** start Input material **

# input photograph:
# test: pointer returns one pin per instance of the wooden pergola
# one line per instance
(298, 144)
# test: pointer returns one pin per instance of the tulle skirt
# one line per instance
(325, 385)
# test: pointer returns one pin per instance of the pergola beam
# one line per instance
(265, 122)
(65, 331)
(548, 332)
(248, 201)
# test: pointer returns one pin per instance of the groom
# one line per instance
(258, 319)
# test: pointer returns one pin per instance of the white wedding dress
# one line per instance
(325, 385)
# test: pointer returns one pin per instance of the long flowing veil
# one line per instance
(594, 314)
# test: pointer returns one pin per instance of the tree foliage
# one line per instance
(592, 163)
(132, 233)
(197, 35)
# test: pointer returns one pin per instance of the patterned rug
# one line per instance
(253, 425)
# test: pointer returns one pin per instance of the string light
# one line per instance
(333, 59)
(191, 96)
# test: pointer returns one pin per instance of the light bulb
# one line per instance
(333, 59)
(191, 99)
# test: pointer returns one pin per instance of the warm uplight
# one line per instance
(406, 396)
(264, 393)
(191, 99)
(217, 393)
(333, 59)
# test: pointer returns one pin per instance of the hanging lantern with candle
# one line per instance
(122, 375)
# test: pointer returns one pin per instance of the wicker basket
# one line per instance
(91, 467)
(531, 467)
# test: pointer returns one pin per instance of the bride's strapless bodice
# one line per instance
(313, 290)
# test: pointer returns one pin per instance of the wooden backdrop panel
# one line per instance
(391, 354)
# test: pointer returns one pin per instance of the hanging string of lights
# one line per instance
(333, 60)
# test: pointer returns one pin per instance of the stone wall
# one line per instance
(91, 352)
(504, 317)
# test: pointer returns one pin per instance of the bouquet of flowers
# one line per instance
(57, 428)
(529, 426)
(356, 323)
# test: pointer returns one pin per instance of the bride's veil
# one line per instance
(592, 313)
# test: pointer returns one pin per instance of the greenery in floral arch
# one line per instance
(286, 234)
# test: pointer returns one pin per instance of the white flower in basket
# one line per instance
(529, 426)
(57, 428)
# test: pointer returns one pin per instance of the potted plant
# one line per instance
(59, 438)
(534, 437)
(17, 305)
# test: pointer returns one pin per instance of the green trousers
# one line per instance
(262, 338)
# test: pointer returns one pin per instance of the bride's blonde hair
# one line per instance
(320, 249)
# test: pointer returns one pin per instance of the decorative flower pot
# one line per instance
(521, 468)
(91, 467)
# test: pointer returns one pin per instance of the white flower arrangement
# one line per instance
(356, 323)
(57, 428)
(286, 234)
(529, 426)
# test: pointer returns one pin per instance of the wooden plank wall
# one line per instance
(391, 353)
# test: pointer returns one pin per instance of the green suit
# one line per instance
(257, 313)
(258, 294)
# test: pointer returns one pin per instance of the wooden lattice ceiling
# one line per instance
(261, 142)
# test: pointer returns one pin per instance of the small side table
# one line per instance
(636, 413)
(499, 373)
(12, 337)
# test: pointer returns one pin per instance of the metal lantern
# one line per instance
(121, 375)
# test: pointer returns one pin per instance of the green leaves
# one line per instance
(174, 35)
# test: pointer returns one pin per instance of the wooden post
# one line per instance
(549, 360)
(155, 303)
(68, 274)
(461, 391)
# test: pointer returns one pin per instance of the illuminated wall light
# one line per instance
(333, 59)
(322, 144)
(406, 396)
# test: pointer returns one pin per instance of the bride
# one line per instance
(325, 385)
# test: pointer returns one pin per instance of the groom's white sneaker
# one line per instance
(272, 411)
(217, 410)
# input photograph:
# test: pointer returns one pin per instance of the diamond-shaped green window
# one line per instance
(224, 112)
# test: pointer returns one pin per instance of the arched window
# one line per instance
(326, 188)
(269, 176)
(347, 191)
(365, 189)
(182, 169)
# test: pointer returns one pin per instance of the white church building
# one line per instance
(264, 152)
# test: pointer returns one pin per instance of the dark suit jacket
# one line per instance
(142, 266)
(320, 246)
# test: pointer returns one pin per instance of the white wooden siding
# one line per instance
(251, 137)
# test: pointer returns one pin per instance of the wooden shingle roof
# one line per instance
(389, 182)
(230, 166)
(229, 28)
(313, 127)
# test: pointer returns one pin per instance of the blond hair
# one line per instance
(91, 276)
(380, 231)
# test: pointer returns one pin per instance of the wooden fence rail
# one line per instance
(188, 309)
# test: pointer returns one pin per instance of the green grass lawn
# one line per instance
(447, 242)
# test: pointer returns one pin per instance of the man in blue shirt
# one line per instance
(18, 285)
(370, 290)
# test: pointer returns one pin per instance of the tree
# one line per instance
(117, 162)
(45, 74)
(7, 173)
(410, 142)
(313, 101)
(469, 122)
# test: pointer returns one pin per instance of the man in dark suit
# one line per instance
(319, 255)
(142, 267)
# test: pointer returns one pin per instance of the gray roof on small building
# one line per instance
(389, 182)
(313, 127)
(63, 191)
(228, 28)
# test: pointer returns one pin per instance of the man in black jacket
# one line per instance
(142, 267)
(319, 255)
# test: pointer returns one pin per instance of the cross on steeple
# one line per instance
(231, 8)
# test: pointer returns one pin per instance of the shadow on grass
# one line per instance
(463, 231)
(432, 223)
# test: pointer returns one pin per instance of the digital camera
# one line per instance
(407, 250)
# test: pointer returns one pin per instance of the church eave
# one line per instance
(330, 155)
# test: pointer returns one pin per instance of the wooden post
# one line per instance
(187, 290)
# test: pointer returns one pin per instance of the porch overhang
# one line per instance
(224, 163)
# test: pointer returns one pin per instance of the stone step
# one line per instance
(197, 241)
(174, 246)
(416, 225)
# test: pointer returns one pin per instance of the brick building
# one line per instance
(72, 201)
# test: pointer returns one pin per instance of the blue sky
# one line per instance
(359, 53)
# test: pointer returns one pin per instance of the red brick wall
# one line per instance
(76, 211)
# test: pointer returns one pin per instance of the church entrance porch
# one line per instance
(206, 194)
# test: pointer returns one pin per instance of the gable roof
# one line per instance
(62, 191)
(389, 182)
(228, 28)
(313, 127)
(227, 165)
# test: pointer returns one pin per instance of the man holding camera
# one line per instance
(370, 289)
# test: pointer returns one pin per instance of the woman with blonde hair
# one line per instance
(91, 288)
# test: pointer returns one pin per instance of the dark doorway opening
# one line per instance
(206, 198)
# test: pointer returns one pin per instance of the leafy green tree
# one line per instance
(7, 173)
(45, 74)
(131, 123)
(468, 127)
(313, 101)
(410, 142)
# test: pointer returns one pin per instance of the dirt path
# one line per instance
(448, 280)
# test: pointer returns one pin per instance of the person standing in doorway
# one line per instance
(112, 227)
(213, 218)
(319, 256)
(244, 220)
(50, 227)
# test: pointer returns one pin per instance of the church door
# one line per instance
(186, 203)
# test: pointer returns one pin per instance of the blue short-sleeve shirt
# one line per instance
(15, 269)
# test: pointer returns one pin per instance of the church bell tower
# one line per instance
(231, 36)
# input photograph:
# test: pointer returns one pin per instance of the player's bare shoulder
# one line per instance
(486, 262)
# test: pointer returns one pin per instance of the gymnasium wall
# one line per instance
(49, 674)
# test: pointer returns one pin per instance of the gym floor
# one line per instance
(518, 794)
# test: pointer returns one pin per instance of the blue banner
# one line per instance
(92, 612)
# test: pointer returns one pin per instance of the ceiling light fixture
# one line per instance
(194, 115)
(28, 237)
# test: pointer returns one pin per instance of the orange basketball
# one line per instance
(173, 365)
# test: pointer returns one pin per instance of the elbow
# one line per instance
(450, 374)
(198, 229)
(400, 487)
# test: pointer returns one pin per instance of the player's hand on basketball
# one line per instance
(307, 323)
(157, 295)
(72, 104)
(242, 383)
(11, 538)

** end Input material **

Extract all of the data exactly as written.

# input photograph:
# test: pointer returns one pin per instance of the wooden pergola
# one line per instance
(298, 144)
# test: pointer returns one pin per instance of the tulle skirt
# one line per instance
(325, 385)
# test: pointer returns one pin per instance of the pergola beam
# one line per instance
(265, 122)
(65, 331)
(548, 332)
(248, 201)
# test: pointer returns one pin per instance of the groom
# one line per instance
(258, 319)
# test: pointer returns one pin per instance of the white wedding dress
# one line per instance
(325, 385)
# test: pointer returns one pin per instance of the long flowing veil
# one line per instance
(594, 314)
# test: pointer returns one pin per instance of the tree foliage
# one line per instance
(592, 163)
(132, 233)
(197, 35)
# test: pointer returns one pin per instance of the patterned rug
# one line per instance
(253, 425)
# test: pointer returns one pin per instance of the string light
# one line per instance
(333, 59)
(191, 96)
# test: pointer returns one pin per instance of the light bulb
# one line per instance
(333, 59)
(191, 99)
# test: pointer returns one pin per instance of the warm uplight
# one line per instance
(406, 396)
(264, 393)
(191, 99)
(217, 393)
(333, 59)
# test: pointer returns one pin per instance of the hanging lantern with candle
# one line per instance
(122, 375)
# test: pointer returns one pin per instance of the wicker basket
# one line per instance
(91, 467)
(531, 467)
# test: pointer returns one pin per instance of the bride's strapless bodice
# one line per instance
(313, 290)
# test: pointer returns one pin per instance of the wooden backdrop panel
# one line per instance
(391, 354)
# test: pointer returns one pin per instance of the hanging string of lights
# one line per instance
(333, 60)
# test: pointer returns one pin per instance of the stone wall
# one line per instance
(91, 352)
(504, 317)
# test: pointer returns one pin per instance of the bouquet of flowers
# one line per instance
(57, 428)
(529, 426)
(356, 323)
# test: pointer returns one pin per instance of the bride's veil
# one line per instance
(592, 313)
# test: pointer returns one pin per instance of the greenery in floral arch
# one line per instance
(286, 234)
# test: pointer returns one pin per instance of the white flower in basket
# one line per instance
(529, 426)
(57, 428)
# test: pointer returns one pin per instance of the potted plant
# one line per instance
(59, 438)
(534, 437)
(17, 305)
# test: pointer returns one pin per instance of the green trousers
# one line per instance
(262, 338)
# test: pointer returns one pin per instance of the bride's blonde hair
# one line per instance
(320, 249)
# test: pointer returns one pin per instance of the decorative flower pot
# one line per instance
(521, 468)
(91, 467)
# test: pointer returns one pin per instance of the white flower arrangement
# one line per instance
(356, 323)
(57, 428)
(286, 234)
(529, 426)
# test: pointer returns one pin per instance of the wooden plank wall
# one line per instance
(391, 353)
# test: pointer returns one pin per instance of the green suit
# one line per instance
(257, 313)
(258, 294)
# test: pointer returns one pin per instance of the wooden lattice ceiling
# one line per instance
(261, 142)
# test: pointer returns one pin per instance of the small side table
# one line per instance
(636, 413)
(499, 373)
(12, 337)
# test: pointer returns one pin per instance of the metal lantern
# one line per instance
(121, 375)
# test: pointer returns one pin per instance of the green leaves
# one line per instance
(174, 35)
# test: pointer returns one pin per instance of the wooden post
# one line per instance
(549, 360)
(155, 303)
(68, 274)
(461, 391)
# test: pointer returns one pin per instance of the illuminated wall light
# one line per instance
(333, 59)
(322, 144)
(406, 396)
# test: pointer returns one pin per instance of the bride
# one line per instance
(325, 385)
# test: pointer returns one pin per instance of the groom's white sneaker
# one line per instance
(272, 411)
(217, 410)
# input photograph:
# test: pointer returns one pin per instance of the diamond-shaped green window
# one line per instance
(224, 112)
# test: pointer returns one pin per instance of the arched window
# one line per instance
(326, 188)
(269, 176)
(347, 191)
(365, 189)
(182, 169)
# test: pointer returns one pin per instance of the white church building
# one line per instance
(264, 152)
# test: pointer returns one pin per instance of the dark suit jacket
# one line per instance
(142, 266)
(320, 246)
# test: pointer returns one pin per instance of the white wooden siding
# one line per instance
(251, 137)
# test: pointer returns one pin per instance of the wooden shingle roof
# one line per instance
(389, 182)
(230, 166)
(229, 28)
(313, 127)
# test: pointer returns one pin per instance of the blond hair
# one line per instance
(91, 276)
(380, 231)
# test: pointer returns one pin per instance of the wooden fence rail
# one line per instance
(188, 309)
# test: pointer returns one pin per instance of the green grass lawn
# one line per instance
(447, 242)
# test: pointer returns one pin per instance of the man in blue shirt
# one line per instance
(18, 285)
(370, 290)
# test: pointer returns one pin per instance of the tree
# one line per instance
(117, 162)
(45, 74)
(7, 173)
(410, 142)
(313, 101)
(469, 122)
# test: pointer returns one pin per instance of the man in dark suit
# one line per instance
(319, 255)
(142, 267)
# test: pointer returns one pin per instance of the gray roof on small building
# one line per instance
(389, 182)
(313, 127)
(63, 191)
(228, 28)
# test: pointer returns one pin per instance of the man in black jacket
# one line per instance
(142, 267)
(319, 255)
# test: pointer returns one pin per instance of the cross on steeple
# one line per instance
(231, 8)
# test: pointer returns one pin per instance of the shadow on grass
# one line per instance
(463, 231)
(432, 223)
# test: pointer returns one pin per instance of the digital camera
# one line per instance
(407, 250)
# test: pointer returns one pin per instance of the church eave
# one line per instance
(330, 155)
# test: pointer returns one pin per instance of the wooden post
# one line per instance
(187, 290)
# test: pointer returns one pin per instance of the porch overhang
# one line per instance
(224, 163)
# test: pointer returns one pin per instance of the stone step
# one line per instance
(197, 241)
(174, 246)
(416, 225)
# test: pointer returns one pin per instance of the brick building
# one line per instance
(72, 201)
# test: pointer returns one pin per instance of the blue sky
# one line per instance
(359, 53)
# test: pointer returns one pin per instance of the red brick wall
# one line per instance
(76, 211)
# test: pointer returns one pin per instance of the church entrance porch
# one line per instance
(206, 194)
# test: pointer returns one pin per instance of the gable roof
# one line per instance
(62, 191)
(389, 182)
(228, 28)
(313, 127)
(227, 165)
# test: pointer returns one pin per instance of the man holding camera
# one line per instance
(370, 289)
# test: pointer returns one pin per instance of the woman with blonde hair
# one line per instance
(91, 288)
# test: pointer returns one pin per instance of the dark doorway opening
# one line per instance
(206, 198)
# test: pointer returns one pin per instance of the leafy green tree
# one line per instance
(7, 173)
(45, 74)
(131, 123)
(468, 127)
(313, 101)
(410, 142)
# test: pointer returns one pin per instance of the dirt path
# one line per instance
(448, 280)
# test: pointer returns one pin per instance of the person standing in doorway
# one line per instance
(112, 227)
(213, 218)
(319, 256)
(244, 220)
(50, 227)
# test: pointer returns one pin per instance of the church door
# one line per instance
(186, 203)
# test: pointer returns one pin per instance of the blue short-sleeve shirt
# one line per instance
(15, 269)
# test: pointer returns one pin per instance of the church bell tower
# one line per instance
(231, 36)
# input photograph:
# test: pointer returns one pin per instance of the player's bare shoulder
# one line per instance
(486, 262)
# test: pointer returns one pin per instance of the gymnasium wall
# one line per instance
(49, 674)
# test: pointer returns one pin per instance of the gym floor
# one line per instance
(518, 794)
# test: pointer returns one pin per instance of the blue banner
# one line per instance
(92, 612)
# test: pointer returns one pin per instance of the ceiling light fixture
# one line per instance
(194, 115)
(28, 237)
# test: pointer returns one pin per instance of the orange basketball
# one line per instance
(173, 365)
# test: pointer returns one pin per instance of the elbow
# one line per instance
(450, 374)
(198, 229)
(400, 487)
# test: pointer returns one pin per instance of the player's hand on basketball
# one line per instance
(307, 323)
(157, 295)
(72, 104)
(242, 383)
(11, 538)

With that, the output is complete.